_Given instruction 1_:
Repeat the following entries word for word, beginning at the line that contains "Practice. Spot the school" and ending with the last line of the entries.

_Document_:
★ ★ ★ ★ ★ ★ ★

Hátún, H., Olsen, B., Pacariz, S. V., 2017. The Dynamics of the North Atlantic Subpolar Gyre Introduces Predictability to the Breeding Success of Kittiwakes. Front. Mar. Sci. 4. https://doi.org/10.3389/fmars.2017.00123
Jacobsen, S., Gaard, E., Hátún, H., Steingrund, P., Larsen, K.M.H., Ólafsdóttir, S.R., Poulsen, M., 2019. Environmentally Driven Ecological Fluctuations on the Faroe Shelf Revealed by Fish Juvenile Surveys. Front. Mar. Sci. https://doi.org/10.3389/fmars.2019.00559
Pätsch, J., Gouretski, V., Hinrichs, I., Koul, V., 2020. Distinct Mechanisms Underlying Interannual to Decadal Variability of Observed Salinity and Nutrient Concentration in the Northern North Sea. J. Geophys. Res. Ocean. https://doi.org/10.1029/2019JC015825
Pingree, R, 2002. Ocean structure and climate (Eastern North Atlantic): in situ measurement and remote sensing (altimeter). J. Mar. Biol. Assoc. United Kingdom 82, 681–707.
Citation: https://doi.org/10.5194/os-2021-60-RC1 -
AC1: 'Reply on RC1', Matthew Clark, 08 Nov 2021
We would like to thank reviewer 1, Hjálmar Hátún, for the detailed comments on this work as provided in “https://doi.org/10.5194/os-2021-60/RC1”. We will now respond to each comment in turn, with Hátún’s original comments presented in italics.
Firstly, we consider Hátún’s comments on sea surface height (SSH):
The discussion on eastward flows in the North Atlantic Current has a long history (which the present study does not appear to acknowledge). Already in 2002, Pingree (2002) linked this to the meridional gradient in sea surface height (SSH), as revealed by satellite altimetry. He discussed increased SSH gradient/transport during NAO+ years (e.g. 1994-1995 and 1999-2000). He (and a large volume of following literature) has associated such interannual changes to the NAO index and variability in the wind stress curl field over the NE Atlantic.

★ ★ ★ ★ ★ ★ ★

_Records to use_:
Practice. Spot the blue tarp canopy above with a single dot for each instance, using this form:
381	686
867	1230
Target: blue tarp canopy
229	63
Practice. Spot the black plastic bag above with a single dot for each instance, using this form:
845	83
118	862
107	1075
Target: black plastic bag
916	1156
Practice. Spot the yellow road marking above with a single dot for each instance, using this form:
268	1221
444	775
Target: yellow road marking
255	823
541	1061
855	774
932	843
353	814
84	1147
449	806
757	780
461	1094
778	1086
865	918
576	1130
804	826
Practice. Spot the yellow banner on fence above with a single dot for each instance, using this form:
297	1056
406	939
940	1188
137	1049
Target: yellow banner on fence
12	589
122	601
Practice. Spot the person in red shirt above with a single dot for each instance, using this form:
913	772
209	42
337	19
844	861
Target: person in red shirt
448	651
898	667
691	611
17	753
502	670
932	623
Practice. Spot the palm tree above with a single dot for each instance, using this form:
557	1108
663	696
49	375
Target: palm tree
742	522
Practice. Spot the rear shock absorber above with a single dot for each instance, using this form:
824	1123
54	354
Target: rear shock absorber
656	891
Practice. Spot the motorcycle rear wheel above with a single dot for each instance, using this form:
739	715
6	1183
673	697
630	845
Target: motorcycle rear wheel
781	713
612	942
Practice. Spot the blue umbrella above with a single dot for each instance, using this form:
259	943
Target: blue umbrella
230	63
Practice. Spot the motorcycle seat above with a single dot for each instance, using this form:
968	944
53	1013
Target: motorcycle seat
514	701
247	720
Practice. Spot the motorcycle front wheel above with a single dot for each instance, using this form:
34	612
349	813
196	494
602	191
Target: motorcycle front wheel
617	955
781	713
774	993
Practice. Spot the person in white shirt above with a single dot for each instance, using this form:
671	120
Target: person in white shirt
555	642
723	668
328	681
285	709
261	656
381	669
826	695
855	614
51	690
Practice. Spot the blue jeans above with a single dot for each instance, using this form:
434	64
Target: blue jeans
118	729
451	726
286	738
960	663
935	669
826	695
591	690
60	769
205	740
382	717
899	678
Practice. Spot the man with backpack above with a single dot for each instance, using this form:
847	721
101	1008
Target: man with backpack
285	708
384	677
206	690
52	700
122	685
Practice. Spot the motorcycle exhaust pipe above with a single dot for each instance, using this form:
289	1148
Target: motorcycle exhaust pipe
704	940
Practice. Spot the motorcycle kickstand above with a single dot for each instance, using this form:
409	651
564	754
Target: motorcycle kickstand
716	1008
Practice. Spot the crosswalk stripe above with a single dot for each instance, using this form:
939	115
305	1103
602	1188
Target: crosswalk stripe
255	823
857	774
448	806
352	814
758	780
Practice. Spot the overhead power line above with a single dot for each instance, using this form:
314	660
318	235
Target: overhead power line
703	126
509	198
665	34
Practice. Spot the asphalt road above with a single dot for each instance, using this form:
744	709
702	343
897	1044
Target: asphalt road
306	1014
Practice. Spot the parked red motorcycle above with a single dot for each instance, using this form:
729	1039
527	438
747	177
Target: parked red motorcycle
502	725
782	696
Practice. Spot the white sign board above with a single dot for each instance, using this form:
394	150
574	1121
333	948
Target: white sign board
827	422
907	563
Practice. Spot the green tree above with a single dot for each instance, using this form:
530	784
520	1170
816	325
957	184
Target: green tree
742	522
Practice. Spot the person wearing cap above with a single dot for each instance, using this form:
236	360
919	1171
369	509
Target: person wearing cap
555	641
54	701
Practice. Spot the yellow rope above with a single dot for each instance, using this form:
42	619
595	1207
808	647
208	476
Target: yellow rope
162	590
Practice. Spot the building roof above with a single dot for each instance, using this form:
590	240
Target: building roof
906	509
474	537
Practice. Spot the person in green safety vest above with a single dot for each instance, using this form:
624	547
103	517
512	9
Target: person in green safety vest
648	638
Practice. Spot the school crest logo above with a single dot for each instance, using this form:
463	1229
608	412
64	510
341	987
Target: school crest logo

★ ★ ★ ★ ★ ★ ★

_Given instruction 2_:
Rewrite the passage from the reply to the reviewer, beginning at the words "Firstly, we consider" and stopping after "the NE Atlantic.", and change every "Pingree" to "R. Pingree".

_Written response 1_:
Practice. Spot the school crest logo above with a single dot for each instance, using this form:
463	1229
608	412
64	510
341	987
Target: school crest logo

_Written response 2_:
Firstly, we consider Hátún’s comments on sea surface height (SSH):
The discussion on eastward flows in the North Atlantic Current has a long history (which the present study does not appear to acknowledge). Already in 2002, R. Pingree (2002) linked this to the meridional gradient in sea surface height (SSH), as revealed by satellite altimetry. He discussed increased SSH gradient/transport during NAO+ years (e.g. 1994-1995 and 1999-2000). He (and a large volume of following literature) has associated such interannual changes to the NAO index and variability in the wind stress curl field over the NE Atlantic.